Written problem
Can you give the lines below as a JSON list of strings, one string per line, with blank lines skipped and the pictures left out?

(Items for identifying locations)
+++

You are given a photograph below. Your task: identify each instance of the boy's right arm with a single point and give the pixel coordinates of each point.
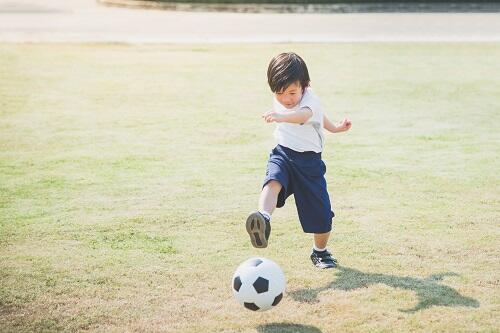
(342, 126)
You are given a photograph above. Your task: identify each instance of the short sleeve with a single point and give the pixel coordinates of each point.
(312, 102)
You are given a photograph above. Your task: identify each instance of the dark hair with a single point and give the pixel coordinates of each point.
(285, 69)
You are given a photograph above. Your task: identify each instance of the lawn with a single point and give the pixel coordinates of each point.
(127, 171)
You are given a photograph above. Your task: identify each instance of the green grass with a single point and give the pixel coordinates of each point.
(126, 173)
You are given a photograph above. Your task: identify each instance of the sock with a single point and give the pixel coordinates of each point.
(317, 249)
(266, 215)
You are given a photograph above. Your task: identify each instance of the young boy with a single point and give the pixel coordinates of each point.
(295, 165)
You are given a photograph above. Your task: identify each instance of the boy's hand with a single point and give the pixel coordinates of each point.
(271, 116)
(344, 125)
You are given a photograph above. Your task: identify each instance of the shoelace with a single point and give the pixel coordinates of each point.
(327, 257)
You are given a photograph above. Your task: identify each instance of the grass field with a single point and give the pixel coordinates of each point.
(126, 174)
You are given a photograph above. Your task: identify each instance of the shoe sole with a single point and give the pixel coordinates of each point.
(256, 228)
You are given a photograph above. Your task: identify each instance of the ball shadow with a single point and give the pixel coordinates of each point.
(429, 291)
(287, 328)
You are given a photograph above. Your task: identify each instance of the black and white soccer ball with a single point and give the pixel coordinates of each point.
(259, 284)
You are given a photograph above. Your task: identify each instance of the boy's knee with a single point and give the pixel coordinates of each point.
(274, 186)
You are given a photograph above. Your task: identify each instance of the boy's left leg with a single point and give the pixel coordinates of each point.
(321, 257)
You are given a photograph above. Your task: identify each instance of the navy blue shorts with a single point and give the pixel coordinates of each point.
(303, 175)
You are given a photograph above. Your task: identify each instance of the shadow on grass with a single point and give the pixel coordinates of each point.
(287, 328)
(429, 291)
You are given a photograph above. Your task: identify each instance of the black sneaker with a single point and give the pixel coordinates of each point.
(259, 229)
(323, 259)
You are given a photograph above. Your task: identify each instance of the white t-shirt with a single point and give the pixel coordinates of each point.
(301, 137)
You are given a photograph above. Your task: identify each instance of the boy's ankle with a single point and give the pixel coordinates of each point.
(266, 215)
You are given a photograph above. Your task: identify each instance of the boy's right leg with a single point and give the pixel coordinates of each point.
(258, 223)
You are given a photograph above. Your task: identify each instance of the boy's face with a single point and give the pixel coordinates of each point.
(290, 96)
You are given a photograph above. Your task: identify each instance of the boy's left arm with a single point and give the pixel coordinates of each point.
(295, 117)
(341, 126)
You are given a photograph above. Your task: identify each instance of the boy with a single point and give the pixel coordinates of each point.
(295, 165)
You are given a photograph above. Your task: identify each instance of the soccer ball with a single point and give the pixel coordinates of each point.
(258, 284)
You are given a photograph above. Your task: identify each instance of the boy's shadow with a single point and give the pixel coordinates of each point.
(429, 291)
(287, 328)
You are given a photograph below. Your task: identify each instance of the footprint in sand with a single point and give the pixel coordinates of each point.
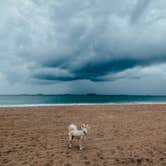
(100, 155)
(87, 162)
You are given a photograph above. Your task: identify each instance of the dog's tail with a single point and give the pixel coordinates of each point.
(72, 127)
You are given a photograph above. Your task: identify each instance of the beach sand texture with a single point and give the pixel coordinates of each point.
(120, 135)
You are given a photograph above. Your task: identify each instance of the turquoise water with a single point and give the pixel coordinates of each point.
(7, 100)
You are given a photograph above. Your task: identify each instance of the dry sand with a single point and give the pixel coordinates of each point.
(120, 135)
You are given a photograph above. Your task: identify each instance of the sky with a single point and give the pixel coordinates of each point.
(83, 46)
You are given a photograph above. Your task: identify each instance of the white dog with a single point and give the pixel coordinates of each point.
(79, 134)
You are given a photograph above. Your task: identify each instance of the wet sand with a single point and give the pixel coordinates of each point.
(120, 135)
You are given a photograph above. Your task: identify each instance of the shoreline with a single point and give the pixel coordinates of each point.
(79, 104)
(119, 135)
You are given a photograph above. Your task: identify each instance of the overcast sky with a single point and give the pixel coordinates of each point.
(83, 46)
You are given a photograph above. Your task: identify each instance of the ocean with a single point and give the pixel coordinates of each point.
(37, 100)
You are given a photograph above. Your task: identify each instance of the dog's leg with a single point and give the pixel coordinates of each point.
(80, 143)
(70, 140)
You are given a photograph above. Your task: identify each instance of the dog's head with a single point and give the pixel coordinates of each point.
(85, 126)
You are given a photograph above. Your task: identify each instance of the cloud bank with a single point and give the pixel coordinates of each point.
(91, 40)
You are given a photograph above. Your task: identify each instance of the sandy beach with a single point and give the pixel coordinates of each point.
(120, 135)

+++

Output for this exercise
[
  "You are given a photograph below. Your task: identify each instance of the boy's right arm with a single point and give the pixel coordinates of each point.",
  "(342, 126)",
  "You are given a photograph above. Your task: identify each instance of the short sleeve with a single point and give the pixel coordinates of each point.",
  "(312, 102)",
  "You are given a photograph above. Your task: identify each instance of the dark hair with a single point and give the pixel coordinates of each point.",
  "(285, 69)",
  "You are given a photograph above. Your task: identify each instance of the lawn with a single point and give the pixel coordinates of each point.",
  "(127, 171)",
  "You are given a photograph above. Your task: identify each instance of the green grass with a single point and give the pixel coordinates of each point.",
  "(126, 173)",
  "You are given a photograph above. Your task: identify each instance of the sock with a single point and give the pixel coordinates of each point.",
  "(317, 249)",
  "(266, 215)",
  "You are given a photograph above. Your task: identify each instance of the young boy with a single point and give the pixel coordinates of each point.",
  "(295, 165)",
  "You are given a photograph above. Your task: identify each instance of the boy's hand with a single point and give the pixel coordinates of each point.",
  "(271, 116)",
  "(344, 125)",
  "You are given a photograph above. Your task: identify each instance of the shoelace with a single point and give the pixel coordinates of each point.",
  "(327, 257)",
  "You are given a photograph above. Your task: identify each instance of the grass field with a single point and give the pixel coordinates of each point.",
  "(126, 174)",
  "You are given a photograph above. Your task: identify each instance of the shoe sole with a single point and give the pixel coordinates of each point.",
  "(256, 228)",
  "You are given a photograph above. Your task: identify each instance of the ball shadow with a single point and give the pixel coordinates of each point.",
  "(429, 291)",
  "(287, 328)",
  "You are given a photograph above. Your task: identify each instance of the black and white soccer ball with a single point and give the pixel coordinates of each point.",
  "(259, 284)",
  "You are given a photograph above. Your task: identify each instance of the boy's knee with a single point and give the pixel coordinates of each point.",
  "(274, 186)",
  "You are given a photograph above. Your task: identify each instance of the boy's left leg with a single point and give the pixel coordinates of each point.",
  "(321, 257)",
  "You are given a photograph above. Your task: identify each instance of the navy blue shorts with a single point and give the pixel coordinates of each point.",
  "(303, 175)",
  "You are given a photograph above. Your task: identify each instance of the shadow on grass with a single point and give the pixel coordinates of each point.",
  "(287, 328)",
  "(429, 291)",
  "You are given a photograph above. Your task: identify each instance of the black sneaker with a single point and give the pixel coordinates of each point.",
  "(259, 229)",
  "(323, 259)",
  "You are given a photograph above. Your task: identify each instance of the white t-shirt with a single point and give the pixel coordinates of each point.",
  "(301, 137)",
  "You are given a photograph above. Your task: identify each instance of the boy's ankle with a single point and give the pixel coordinates of each point.",
  "(266, 215)",
  "You are given a photograph above. Your task: identify each instance of the boy's right leg with a single point and give the pixel coordinates of each point.",
  "(258, 223)",
  "You are given a photograph above. Your task: identify each instance of the boy's face with a single point and give the pixel coordinates of each point.",
  "(290, 96)",
  "You are given a photograph above. Your task: identify each instance of the boy's left arm with a single point and give the pixel coordinates of each point.",
  "(295, 117)",
  "(341, 126)",
  "You are given a photograph above. Your task: identify each instance of the boy with a single point and give the pixel coordinates of each point.",
  "(295, 165)",
  "You are given a photograph above. Your task: identify each instance of the soccer ball with a single point and give the pixel coordinates of each point.",
  "(258, 284)",
  "You are given a photograph above. Your task: identify each instance of the boy's shadow with a single point and give the pixel coordinates of each point.",
  "(429, 291)",
  "(287, 328)",
  "You are given a photograph below. Your task: identify each instance of the footprint in sand with a single point and give the pixel coordinates of each point.",
  "(100, 155)",
  "(87, 162)",
  "You are given a photograph above. Your task: identify each instance of the dog's tail with a single point and give the pixel coordinates of each point.",
  "(72, 127)",
  "You are given a photograph above. Your task: identify each instance of the beach sand texture with a single point and give the pixel coordinates of each point.",
  "(120, 135)",
  "You are given a photograph above. Your task: identify each instance of the turquoise water with a single point and give the pixel coordinates of each point.",
  "(7, 100)",
  "You are given a photograph above. Your task: identify each instance of the dry sand with a single point and give the pixel coordinates of each point.",
  "(120, 135)",
  "You are given a photograph above. Your task: identify each instance of the sky with a single point and give the pixel coordinates of each point.",
  "(83, 46)",
  "You are given a photograph above. Your task: identify each instance of the white dog with a single point and give the pixel coordinates of each point.",
  "(79, 134)",
  "You are given a photograph above. Your task: identify each instance of the wet sand with a single point and give the pixel coordinates of each point.",
  "(120, 135)",
  "You are given a photograph above. Your task: identify each instance of the shoreline with a single point and give the pixel coordinates of each point.",
  "(79, 104)",
  "(119, 135)",
  "You are given a photograph above. Your task: identify each instance of the overcast sky with a single point and give the pixel coordinates of each point.",
  "(83, 46)",
  "You are given a photograph above. Your task: identify each instance of the ocean with a single point and give the pixel coordinates of each point.",
  "(37, 100)",
  "You are given a photograph above. Your task: identify each instance of the dog's leg with a single point and give the pixel coordinates of each point.",
  "(80, 143)",
  "(70, 140)",
  "You are given a photograph above. Your task: identify each instance of the dog's head with a single point and give the pixel coordinates of each point.",
  "(85, 126)",
  "You are given a photograph above. Your task: identify each instance of the cloud bank with a single point and give the pixel coordinates of each point.",
  "(91, 40)",
  "You are given a photograph above. Your task: identify each instance of the sandy beach with a single point and give the pixel coordinates of each point.",
  "(120, 135)"
]